**Exercise description**.
What is needed is an exact copy of the entries below, from the line that contains "of the candle" through the final line, both included, and nothing else.

▼▼▼

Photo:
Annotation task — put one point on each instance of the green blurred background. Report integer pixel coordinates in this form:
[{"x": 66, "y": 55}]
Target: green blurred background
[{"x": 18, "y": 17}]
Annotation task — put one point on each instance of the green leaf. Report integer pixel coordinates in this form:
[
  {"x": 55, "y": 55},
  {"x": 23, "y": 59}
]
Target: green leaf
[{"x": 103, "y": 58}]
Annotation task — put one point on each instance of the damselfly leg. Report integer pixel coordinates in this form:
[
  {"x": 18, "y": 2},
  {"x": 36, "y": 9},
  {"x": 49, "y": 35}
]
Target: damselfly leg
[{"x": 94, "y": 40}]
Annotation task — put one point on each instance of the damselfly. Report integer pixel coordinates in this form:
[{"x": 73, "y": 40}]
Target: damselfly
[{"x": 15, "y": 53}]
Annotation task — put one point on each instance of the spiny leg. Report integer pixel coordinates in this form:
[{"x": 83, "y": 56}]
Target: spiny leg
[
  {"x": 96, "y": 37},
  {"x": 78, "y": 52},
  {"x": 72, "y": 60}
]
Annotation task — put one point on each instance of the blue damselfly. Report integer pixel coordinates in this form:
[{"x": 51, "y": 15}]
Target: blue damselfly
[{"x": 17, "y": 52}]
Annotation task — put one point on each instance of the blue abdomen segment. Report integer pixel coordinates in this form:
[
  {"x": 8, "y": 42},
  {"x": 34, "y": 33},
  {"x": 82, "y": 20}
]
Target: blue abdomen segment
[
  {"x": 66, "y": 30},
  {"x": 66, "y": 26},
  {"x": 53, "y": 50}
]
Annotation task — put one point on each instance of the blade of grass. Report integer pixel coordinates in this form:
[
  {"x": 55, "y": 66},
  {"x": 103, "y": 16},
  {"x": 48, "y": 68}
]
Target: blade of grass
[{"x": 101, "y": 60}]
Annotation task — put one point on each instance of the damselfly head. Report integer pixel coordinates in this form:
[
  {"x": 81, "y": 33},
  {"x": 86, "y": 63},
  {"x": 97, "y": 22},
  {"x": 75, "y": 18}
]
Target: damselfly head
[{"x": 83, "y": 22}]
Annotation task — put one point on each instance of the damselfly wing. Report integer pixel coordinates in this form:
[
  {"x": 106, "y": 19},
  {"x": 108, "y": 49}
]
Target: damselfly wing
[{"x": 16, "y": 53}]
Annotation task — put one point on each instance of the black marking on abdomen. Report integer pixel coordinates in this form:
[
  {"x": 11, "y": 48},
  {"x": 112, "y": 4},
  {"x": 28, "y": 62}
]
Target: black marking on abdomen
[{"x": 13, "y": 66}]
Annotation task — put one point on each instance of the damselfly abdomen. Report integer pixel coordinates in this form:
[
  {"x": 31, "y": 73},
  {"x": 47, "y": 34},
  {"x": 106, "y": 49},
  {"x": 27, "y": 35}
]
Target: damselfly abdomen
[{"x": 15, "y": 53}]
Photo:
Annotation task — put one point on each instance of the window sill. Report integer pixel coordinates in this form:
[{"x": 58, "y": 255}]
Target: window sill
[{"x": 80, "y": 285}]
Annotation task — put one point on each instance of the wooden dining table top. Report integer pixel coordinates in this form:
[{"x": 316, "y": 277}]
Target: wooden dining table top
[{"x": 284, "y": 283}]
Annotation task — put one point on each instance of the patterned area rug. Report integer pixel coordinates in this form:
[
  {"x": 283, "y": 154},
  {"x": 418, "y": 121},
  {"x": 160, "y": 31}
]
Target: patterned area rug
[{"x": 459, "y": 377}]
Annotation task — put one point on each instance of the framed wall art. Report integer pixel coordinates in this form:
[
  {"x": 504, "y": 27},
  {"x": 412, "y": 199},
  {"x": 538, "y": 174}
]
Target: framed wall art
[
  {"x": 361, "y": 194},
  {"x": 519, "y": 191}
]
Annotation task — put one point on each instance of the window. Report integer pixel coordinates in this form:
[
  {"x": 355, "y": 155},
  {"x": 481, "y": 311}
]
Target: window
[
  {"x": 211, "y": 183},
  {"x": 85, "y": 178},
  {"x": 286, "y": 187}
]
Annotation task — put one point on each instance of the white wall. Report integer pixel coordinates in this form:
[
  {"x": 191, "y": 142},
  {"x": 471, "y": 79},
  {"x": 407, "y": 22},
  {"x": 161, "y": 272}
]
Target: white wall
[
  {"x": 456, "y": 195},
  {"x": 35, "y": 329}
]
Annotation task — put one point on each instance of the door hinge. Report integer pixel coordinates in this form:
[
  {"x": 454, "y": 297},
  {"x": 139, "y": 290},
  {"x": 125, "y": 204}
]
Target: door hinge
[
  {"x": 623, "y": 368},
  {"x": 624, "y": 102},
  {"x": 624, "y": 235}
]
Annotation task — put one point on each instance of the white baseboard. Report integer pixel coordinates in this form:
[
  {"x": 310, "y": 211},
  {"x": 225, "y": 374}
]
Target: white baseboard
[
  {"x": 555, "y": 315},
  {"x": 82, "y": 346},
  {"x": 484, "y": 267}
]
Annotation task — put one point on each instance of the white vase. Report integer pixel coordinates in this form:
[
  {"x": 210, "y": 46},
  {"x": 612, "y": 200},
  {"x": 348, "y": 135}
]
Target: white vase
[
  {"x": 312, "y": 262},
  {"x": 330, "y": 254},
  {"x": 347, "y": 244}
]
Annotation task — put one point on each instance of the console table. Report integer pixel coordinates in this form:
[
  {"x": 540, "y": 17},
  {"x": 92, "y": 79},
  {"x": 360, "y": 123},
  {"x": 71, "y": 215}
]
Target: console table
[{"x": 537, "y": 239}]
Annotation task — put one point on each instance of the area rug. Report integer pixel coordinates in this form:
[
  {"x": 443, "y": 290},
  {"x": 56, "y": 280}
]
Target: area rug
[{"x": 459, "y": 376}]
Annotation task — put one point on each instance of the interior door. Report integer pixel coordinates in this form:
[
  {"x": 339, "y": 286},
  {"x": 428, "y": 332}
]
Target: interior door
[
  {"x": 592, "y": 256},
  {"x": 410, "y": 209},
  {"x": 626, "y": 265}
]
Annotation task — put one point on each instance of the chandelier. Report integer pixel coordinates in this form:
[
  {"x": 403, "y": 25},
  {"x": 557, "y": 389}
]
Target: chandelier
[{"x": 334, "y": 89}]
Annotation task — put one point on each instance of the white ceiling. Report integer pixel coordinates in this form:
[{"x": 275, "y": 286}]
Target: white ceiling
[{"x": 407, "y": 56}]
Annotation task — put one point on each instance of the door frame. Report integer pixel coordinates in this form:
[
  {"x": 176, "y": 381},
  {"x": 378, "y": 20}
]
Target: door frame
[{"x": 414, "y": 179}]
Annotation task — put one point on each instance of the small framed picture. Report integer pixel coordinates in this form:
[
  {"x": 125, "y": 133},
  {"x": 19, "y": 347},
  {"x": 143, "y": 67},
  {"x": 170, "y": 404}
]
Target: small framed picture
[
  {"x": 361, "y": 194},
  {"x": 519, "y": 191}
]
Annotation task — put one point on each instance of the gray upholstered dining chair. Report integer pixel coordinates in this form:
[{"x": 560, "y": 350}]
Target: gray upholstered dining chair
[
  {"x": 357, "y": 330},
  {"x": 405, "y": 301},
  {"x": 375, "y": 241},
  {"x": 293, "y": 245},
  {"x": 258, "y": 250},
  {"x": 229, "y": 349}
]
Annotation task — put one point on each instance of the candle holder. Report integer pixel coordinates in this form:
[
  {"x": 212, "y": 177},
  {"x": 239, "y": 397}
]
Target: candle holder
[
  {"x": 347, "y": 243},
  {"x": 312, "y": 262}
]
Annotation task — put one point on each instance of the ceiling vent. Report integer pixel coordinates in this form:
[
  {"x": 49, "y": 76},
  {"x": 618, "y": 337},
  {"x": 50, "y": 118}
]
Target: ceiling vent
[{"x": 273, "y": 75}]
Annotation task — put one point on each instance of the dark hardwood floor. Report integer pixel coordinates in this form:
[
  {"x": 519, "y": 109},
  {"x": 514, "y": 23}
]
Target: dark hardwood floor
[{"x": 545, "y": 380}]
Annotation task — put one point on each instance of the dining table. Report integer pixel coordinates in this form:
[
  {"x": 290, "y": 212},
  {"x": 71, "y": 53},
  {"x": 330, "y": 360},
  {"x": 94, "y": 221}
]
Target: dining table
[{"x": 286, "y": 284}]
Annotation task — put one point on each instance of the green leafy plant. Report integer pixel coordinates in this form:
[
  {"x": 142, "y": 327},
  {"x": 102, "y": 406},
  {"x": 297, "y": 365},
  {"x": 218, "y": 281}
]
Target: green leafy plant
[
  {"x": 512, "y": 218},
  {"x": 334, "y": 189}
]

▲▲▲

**Solution**.
Annotation task — put one point on each instance of the candle holder. Report integer pixel coordinates in this form:
[
  {"x": 212, "y": 177},
  {"x": 239, "y": 397}
]
Target: candle holder
[
  {"x": 347, "y": 243},
  {"x": 312, "y": 262}
]
Annotation task — put one point on each instance of the ceiling vent. Report integer pixel coordinates in this form:
[
  {"x": 49, "y": 76},
  {"x": 618, "y": 337},
  {"x": 50, "y": 118}
]
Target: ceiling vent
[{"x": 273, "y": 75}]
Annotation task — put one point on each instance of the dark hardwood floor. Report integer pixel coordinates in this form:
[
  {"x": 519, "y": 109},
  {"x": 514, "y": 23}
]
Target: dark hardwood floor
[{"x": 545, "y": 380}]
Annotation task — put one point on each instance of the dining table. Report integer pixel coordinates in this form:
[
  {"x": 290, "y": 212},
  {"x": 71, "y": 53},
  {"x": 330, "y": 360},
  {"x": 94, "y": 221}
]
Target: dining table
[{"x": 286, "y": 284}]
Annotation task — put one point on each instance of the green leafy plant. Report integer pixel coordinates in this form:
[
  {"x": 142, "y": 327},
  {"x": 102, "y": 406},
  {"x": 297, "y": 365},
  {"x": 218, "y": 281}
]
Target: green leafy plant
[
  {"x": 512, "y": 218},
  {"x": 334, "y": 189}
]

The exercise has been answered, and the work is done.